Stéphane Brizé aime bien les métiers ingrats. Après la pervenche du Bleu des villes, c’est un huissier de justice qui traîne sa déprime dans Je ne suis pas là pour être aimé, film très français dans le genre comédie de moeurs, mais dont la maîtrise et l’élégance tranchent agréablement avec le tout-venant fumiste habituel. Point de complaisance ici, juste un équilibre très artisanal entre typage sociologique, ficelles de romance et performances d’acteurs, une volonté de justesse, d’intensité et de fluidité qui fait mouche. D’où une puissance discrète mais habile qui permet au film de ne jamais réellement flancher en d’abordant les grandes scènes avec une agréable sérénité.
L’intrigue reprend le schéma classique boy meets girl, encadré par une grisaillerie sociétale on l’a dit très française. Jean-Claude, huissier quinqua tristounet, peine à gravir les escaliers de ses locataires fauchés. Tenu par son médecin de se mettre au sport, il opte pour des leçons de tango. Il rencontre Françoise, plus jeune et futur mariée, qui ne résiste pas à son charme guindé. Première surprise : le film ne se cramponne ni aux afféteries du coup de foudre, ni à la sensualité du tango. Brizé se livre à une déconstruction discrète du genre, l’accouplant à une chronique grinçante. Le film ne prend ainsi corps qu’autour des seconds rôles (savoureux pour Jean-Claude, plus conventionnels pour Françoise), et le tempo cyclique distille autant la satire que l’étude de caractère. La rencontre n’est alors qu’un fil rouge parmi tant d’autres, petite excitation hebdomadaire, petit stress ou coup dur suivant la semaine, enjeu mis de côté et repris plus tard.

_Consignes_:
1. Dans la critique du film, quelle activité Jean-Claude choisit-il quand son médecin lui demande de faire du sport ?
2. Selon la critique du film, entre quelles composantes le film trouve-t-il « un équilibre très artisanal » ? Donnez-les toutes.

_Données disponibles_:
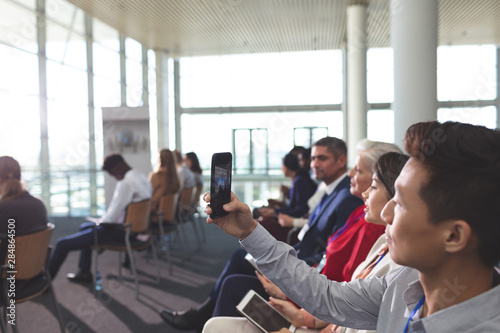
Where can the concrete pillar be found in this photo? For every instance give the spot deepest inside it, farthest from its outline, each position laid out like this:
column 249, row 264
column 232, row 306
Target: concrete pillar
column 357, row 105
column 178, row 110
column 414, row 40
column 162, row 99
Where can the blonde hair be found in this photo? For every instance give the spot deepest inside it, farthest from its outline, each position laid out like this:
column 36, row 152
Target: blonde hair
column 372, row 150
column 10, row 175
column 168, row 161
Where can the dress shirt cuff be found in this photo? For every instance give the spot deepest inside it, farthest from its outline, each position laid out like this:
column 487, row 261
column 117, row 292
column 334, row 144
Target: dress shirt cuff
column 258, row 242
column 309, row 320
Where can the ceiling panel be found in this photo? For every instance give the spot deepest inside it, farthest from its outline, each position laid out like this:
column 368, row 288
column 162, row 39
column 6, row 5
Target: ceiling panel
column 212, row 27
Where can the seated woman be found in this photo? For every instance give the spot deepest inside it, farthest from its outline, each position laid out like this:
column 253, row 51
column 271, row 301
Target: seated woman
column 377, row 262
column 18, row 206
column 346, row 249
column 303, row 187
column 165, row 179
column 192, row 162
column 29, row 212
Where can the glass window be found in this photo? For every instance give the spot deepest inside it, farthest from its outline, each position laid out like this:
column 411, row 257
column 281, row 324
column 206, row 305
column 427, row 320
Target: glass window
column 65, row 83
column 19, row 137
column 241, row 156
column 279, row 125
column 466, row 73
column 106, row 62
column 298, row 78
column 306, row 136
column 486, row 116
column 105, row 35
column 380, row 75
column 68, row 135
column 250, row 151
column 18, row 27
column 28, row 3
column 66, row 14
column 106, row 92
column 381, row 125
column 133, row 49
column 19, row 72
column 66, row 46
column 134, row 82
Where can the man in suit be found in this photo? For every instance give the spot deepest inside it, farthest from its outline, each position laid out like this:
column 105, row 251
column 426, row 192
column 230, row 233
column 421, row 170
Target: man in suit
column 328, row 162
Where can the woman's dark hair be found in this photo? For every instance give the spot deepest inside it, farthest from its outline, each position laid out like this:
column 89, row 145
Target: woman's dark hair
column 195, row 163
column 388, row 168
column 10, row 173
column 463, row 183
column 291, row 161
column 169, row 162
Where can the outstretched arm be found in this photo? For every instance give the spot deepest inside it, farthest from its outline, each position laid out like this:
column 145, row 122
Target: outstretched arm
column 239, row 222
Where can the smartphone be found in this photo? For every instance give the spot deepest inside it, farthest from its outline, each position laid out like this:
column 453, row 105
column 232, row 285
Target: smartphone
column 251, row 260
column 220, row 183
column 262, row 314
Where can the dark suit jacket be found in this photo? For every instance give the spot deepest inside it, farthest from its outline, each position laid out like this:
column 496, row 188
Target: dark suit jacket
column 332, row 216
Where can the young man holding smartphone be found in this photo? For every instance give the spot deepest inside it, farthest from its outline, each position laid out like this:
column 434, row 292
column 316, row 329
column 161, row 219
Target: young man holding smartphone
column 442, row 224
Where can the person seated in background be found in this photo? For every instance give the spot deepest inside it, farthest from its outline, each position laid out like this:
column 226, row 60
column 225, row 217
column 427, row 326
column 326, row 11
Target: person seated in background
column 132, row 186
column 192, row 162
column 329, row 158
column 442, row 227
column 284, row 189
column 165, row 179
column 28, row 213
column 346, row 248
column 376, row 263
column 185, row 174
column 301, row 190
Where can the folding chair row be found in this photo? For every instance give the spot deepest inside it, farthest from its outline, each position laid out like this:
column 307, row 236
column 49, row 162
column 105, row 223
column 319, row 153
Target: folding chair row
column 31, row 258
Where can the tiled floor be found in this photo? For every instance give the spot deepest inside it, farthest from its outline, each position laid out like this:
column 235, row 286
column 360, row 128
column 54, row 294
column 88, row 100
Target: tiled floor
column 117, row 310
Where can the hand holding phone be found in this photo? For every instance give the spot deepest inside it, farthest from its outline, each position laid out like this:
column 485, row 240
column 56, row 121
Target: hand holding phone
column 262, row 315
column 220, row 183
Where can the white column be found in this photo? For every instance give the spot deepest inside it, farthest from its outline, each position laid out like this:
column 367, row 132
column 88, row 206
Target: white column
column 162, row 99
column 414, row 39
column 498, row 87
column 357, row 105
column 177, row 111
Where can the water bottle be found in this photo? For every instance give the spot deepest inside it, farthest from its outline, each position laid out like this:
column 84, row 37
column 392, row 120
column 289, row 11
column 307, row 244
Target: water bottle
column 98, row 281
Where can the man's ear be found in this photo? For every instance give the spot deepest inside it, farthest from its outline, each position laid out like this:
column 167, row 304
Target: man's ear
column 458, row 235
column 342, row 159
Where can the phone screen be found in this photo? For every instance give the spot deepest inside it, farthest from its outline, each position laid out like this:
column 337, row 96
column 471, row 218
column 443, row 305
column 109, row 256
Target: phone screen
column 220, row 183
column 264, row 315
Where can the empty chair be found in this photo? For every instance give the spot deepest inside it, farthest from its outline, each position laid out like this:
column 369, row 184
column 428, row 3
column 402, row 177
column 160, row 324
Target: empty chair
column 31, row 257
column 185, row 212
column 163, row 222
column 136, row 222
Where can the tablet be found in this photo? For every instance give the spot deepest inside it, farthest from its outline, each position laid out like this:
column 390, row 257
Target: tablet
column 262, row 314
column 251, row 260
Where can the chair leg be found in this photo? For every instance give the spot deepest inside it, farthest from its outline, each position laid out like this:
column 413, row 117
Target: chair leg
column 202, row 227
column 155, row 256
column 2, row 322
column 183, row 230
column 169, row 257
column 120, row 265
column 96, row 264
column 181, row 244
column 56, row 306
column 198, row 240
column 132, row 267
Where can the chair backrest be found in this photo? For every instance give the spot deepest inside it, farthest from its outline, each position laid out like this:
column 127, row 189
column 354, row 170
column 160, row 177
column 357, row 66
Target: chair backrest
column 196, row 196
column 31, row 252
column 185, row 198
column 138, row 215
column 167, row 206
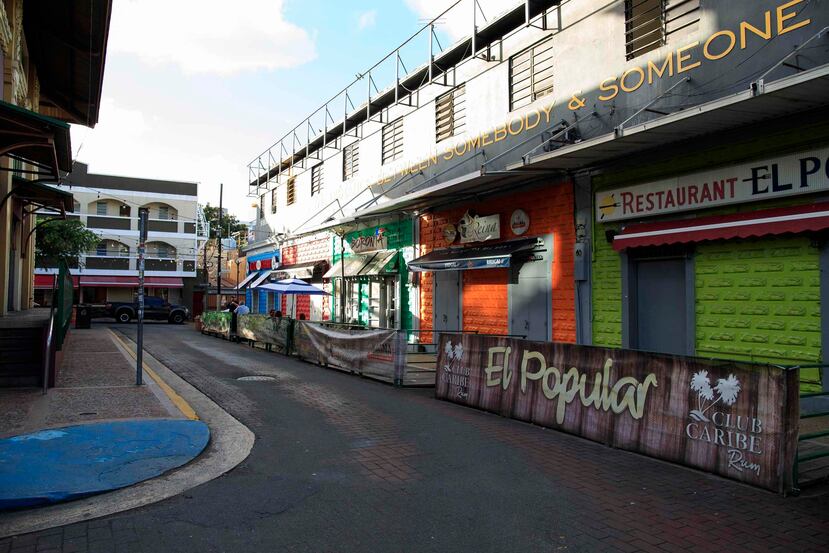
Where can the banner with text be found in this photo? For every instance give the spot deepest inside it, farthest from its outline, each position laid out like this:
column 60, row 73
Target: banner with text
column 802, row 173
column 735, row 419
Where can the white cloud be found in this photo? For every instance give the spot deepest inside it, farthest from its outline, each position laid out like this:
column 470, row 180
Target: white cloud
column 209, row 36
column 366, row 20
column 126, row 142
column 457, row 23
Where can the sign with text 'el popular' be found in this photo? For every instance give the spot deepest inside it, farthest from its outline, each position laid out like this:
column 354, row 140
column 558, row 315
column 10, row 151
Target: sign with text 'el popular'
column 734, row 419
column 774, row 177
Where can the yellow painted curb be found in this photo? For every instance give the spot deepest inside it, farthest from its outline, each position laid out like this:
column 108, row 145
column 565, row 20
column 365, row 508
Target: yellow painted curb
column 177, row 400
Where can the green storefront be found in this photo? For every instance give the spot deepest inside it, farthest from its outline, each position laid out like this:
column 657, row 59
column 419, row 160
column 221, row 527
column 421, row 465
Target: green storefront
column 719, row 253
column 370, row 286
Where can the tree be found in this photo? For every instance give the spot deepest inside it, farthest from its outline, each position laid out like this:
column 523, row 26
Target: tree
column 228, row 221
column 66, row 239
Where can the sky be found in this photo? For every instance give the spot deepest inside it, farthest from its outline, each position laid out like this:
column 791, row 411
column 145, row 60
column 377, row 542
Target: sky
column 196, row 93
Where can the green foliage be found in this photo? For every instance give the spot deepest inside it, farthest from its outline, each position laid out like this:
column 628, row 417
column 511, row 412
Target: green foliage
column 68, row 240
column 228, row 223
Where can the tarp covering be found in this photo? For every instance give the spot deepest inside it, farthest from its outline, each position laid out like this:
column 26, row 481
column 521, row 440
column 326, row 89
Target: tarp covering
column 370, row 352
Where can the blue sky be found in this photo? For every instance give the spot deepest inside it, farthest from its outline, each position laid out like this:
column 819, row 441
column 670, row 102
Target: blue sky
column 197, row 94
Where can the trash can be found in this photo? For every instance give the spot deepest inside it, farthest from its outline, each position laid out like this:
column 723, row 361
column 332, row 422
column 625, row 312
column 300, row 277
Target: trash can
column 83, row 316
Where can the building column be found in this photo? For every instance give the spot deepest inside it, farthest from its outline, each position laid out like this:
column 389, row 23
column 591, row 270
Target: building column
column 582, row 191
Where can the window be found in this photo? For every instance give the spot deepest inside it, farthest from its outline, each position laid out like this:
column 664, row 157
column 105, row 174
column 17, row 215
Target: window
column 531, row 75
column 351, row 160
column 450, row 113
column 316, row 179
column 648, row 23
column 291, row 189
column 393, row 141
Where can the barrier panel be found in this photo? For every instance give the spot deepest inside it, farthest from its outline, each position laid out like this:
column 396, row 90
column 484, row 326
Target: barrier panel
column 375, row 353
column 262, row 328
column 738, row 420
column 216, row 322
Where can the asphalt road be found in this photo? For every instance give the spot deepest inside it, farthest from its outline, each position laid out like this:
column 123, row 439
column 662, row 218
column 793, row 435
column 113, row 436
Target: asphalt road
column 342, row 463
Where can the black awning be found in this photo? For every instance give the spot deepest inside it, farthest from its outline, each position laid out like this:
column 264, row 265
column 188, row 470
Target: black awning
column 36, row 139
column 67, row 40
column 42, row 195
column 492, row 256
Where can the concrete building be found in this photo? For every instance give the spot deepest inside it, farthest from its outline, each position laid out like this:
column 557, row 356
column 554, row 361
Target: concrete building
column 108, row 205
column 496, row 184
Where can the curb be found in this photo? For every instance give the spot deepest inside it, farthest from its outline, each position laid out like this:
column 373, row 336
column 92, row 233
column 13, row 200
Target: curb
column 230, row 444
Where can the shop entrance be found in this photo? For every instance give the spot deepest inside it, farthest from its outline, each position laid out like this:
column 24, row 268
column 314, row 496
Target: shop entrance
column 447, row 301
column 530, row 297
column 660, row 305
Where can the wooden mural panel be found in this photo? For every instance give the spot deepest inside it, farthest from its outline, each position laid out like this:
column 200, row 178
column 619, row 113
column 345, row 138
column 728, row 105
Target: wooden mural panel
column 734, row 419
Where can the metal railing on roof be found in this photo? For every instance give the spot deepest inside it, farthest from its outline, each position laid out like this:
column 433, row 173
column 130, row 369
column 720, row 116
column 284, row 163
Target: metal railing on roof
column 337, row 117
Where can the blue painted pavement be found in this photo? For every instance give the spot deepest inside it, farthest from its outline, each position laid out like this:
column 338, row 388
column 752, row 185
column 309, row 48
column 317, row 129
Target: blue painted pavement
column 75, row 461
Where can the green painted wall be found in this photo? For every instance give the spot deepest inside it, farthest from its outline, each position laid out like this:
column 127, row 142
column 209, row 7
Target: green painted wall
column 399, row 234
column 758, row 300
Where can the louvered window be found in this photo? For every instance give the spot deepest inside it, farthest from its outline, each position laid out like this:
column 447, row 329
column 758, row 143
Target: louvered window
column 316, row 179
column 450, row 113
column 351, row 160
column 291, row 188
column 393, row 141
column 649, row 23
column 531, row 75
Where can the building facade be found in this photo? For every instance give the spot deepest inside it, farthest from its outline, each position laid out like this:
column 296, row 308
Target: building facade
column 108, row 205
column 38, row 100
column 581, row 124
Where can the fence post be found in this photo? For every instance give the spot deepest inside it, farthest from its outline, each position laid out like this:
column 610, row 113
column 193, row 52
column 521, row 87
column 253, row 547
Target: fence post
column 399, row 358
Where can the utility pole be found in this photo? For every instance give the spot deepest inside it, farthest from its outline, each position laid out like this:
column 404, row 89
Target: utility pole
column 219, row 239
column 143, row 215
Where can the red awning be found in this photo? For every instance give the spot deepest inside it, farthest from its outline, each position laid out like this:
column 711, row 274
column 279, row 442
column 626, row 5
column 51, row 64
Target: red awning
column 131, row 282
column 786, row 220
column 45, row 282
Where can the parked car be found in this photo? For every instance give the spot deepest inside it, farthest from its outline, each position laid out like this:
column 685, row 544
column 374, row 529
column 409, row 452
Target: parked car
column 154, row 309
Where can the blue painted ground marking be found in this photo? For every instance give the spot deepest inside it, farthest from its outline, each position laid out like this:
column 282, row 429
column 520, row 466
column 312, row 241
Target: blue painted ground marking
column 76, row 461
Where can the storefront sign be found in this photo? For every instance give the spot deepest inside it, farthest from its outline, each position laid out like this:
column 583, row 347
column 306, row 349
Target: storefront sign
column 735, row 419
column 364, row 244
column 790, row 175
column 474, row 228
column 519, row 222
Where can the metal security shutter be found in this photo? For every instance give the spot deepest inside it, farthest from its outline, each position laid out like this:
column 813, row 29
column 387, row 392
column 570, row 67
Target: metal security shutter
column 450, row 113
column 316, row 179
column 393, row 141
column 351, row 160
column 291, row 190
column 531, row 75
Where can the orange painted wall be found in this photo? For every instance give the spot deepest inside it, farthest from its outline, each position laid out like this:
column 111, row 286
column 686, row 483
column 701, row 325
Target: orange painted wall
column 485, row 306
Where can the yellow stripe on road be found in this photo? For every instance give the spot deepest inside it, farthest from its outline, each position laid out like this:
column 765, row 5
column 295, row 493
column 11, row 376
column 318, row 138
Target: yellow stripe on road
column 177, row 400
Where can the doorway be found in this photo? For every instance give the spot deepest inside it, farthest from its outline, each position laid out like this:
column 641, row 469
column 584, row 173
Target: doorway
column 661, row 306
column 447, row 301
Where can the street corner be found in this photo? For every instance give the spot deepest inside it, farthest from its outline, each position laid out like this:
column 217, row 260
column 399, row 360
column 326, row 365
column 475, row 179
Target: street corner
column 62, row 464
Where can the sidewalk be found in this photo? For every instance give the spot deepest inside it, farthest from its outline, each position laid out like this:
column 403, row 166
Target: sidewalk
column 95, row 431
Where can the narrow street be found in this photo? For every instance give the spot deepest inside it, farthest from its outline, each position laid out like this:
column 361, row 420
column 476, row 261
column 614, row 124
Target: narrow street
column 342, row 463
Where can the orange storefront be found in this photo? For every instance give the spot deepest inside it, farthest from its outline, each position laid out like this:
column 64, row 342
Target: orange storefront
column 530, row 293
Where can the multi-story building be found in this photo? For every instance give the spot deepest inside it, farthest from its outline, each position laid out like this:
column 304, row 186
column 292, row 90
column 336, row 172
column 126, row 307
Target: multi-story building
column 46, row 50
column 108, row 205
column 537, row 178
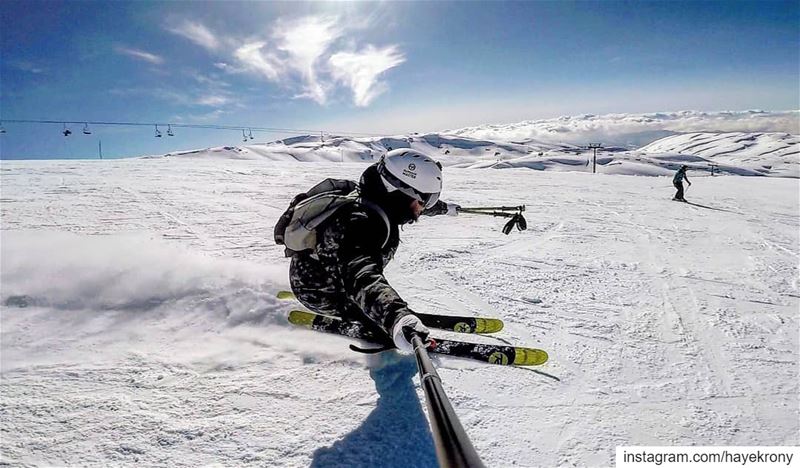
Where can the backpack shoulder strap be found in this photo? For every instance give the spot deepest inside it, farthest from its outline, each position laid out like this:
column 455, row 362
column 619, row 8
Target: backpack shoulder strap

_Vos réponses_:
1. Il choisit de prendre des leçons de tango.

2.
- Le typage sociologique
- Les ficelles de romance
- Les performances d'acteurs